• [PAGE TEXT]:
---------------
When I was a teenager, I won a little stuffed dog at the arcade. I named him Moroni, as a joke, and it stuck.
My bear is named Ramanujan.
There needs to be more Moseses in the world.
My sixth grade class voted to give itself a Buddhist theme. I can’t remember the name that was chosen for the overall organization but the class president was going to be “The Enlightened One” and the currency was to be “Buddha Bucks”. That lasted a day before our teacher asked us all to consider if it would be offensive if we named the class after Jesus. We quickly has a change of heart and ended up with some sort of mafia theme.
Interesting that we would call the teddy Brigham. Is this because we’re comfortable profaning (academic sense) Brigham Young? (Why?) Do we do this because we have the right to as Mormons, whereas we don’t have the “right” to name something Muhammed? And what if Joseph Smith had a more memorable name? Would we also profane that name or would that be taboo?
Wait a minute all of you Brigham-namers, you’re about to start a range war. Isn’t that rumored to be one of the reasons behind the MMM, i.e., the locals were PO’d when the Arkansans drove their oxen with entreaties of “On Brigham, on Heber” and the like?
Not real big on teddy bears, but we have a tradition of naming our Thanksgiving turkeys. One year it was Oliver North, last year it was Donald Rumsfeld. This year we wanted to go with Karl Rove, but he had already resigned, and we couldn’t come up with a good choice between Sean Hannity, Bill O’Reilly, or Rush Limbaugh, so it went unnamed.
The poll doesn’t say anything about bears. It just says “teddy.” It could be talking about lingerie. I don’t personally name lingerie, but if I did, I don’t think any of the above names would be appropriate.
As for bears, I would have no problem naming a bear Joseph or Brigham. I would not want a bear named Pontius or Judas.
---------------
Coordinate annotation data

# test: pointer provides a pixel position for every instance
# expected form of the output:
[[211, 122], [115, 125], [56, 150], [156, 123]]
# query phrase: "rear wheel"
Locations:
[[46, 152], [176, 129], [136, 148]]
---------------
• [THE TASKS]:
**A.** Quote the part of the comment thread on naming stuffed animals that opens with the words containing "Wait a minute" and closes with "and the like?".
**B.** Summarize the comment thread on naming stuffed animals in two sentences.
**C.** Proceed with the comment thread on naming stuffed animals from where it stops.
This data comes from a separate source.

• [ANSWERS FOR THIS EXERCISE]:
**A.**
Wait a minute all of you Brigham-namers, you’re about to start a range war. Isn’t that rumored to be one of the reasons behind the MMM, i.e., the locals were PO’d when the Arkansans drove their oxen with entreaties of “On Brigham, on Heber” and the like?

**B.** The commenters describe giving stuffed animals and other things the names of religious and public figures, including a stuffed dog called Moroni, a bear called Ramanujan, and Thanksgiving turkeys named after political figures. Some also ask whether such names could cause offense, recalling a sixth-grade class that dropped its Buddhist theme and questioning why naming a teddy Brigham seems acceptable when other names might be taboo.

**C.**
MCQ, not Jesus? I could see myself saying that for the appropriate teddy.
It’s because Brigham is just such a cool name for a bear. Plus you know if anyone messed with you he’d get riled up, show his teeth, and sick the Danites on them.
RJH, I don’t see naming the bear as an act of profanity. The bear is a substitute for an individual and is meant for endearment. We are comfortable naming our children Brigham and Moses. It appears to me that Muslims are ok with naming their children Mohamed. Is the big deal that Muslims see teddy bears differently or that they don’t like unbelievers using the term?
Jesus, is the name of God and we don’t like to throw that around casually. However, in a culture which does use it to name their children, I would not be surprised to find a teddy bear with the name.
Moses. And it would say “Let my teddies go!”, which, combined with MCQ’s 12, is a little disturbing.
Let’s pretend Joseph had actually been called Lorenzo. Would you call a teddy bear “Lorenzo”?
How about Baurak?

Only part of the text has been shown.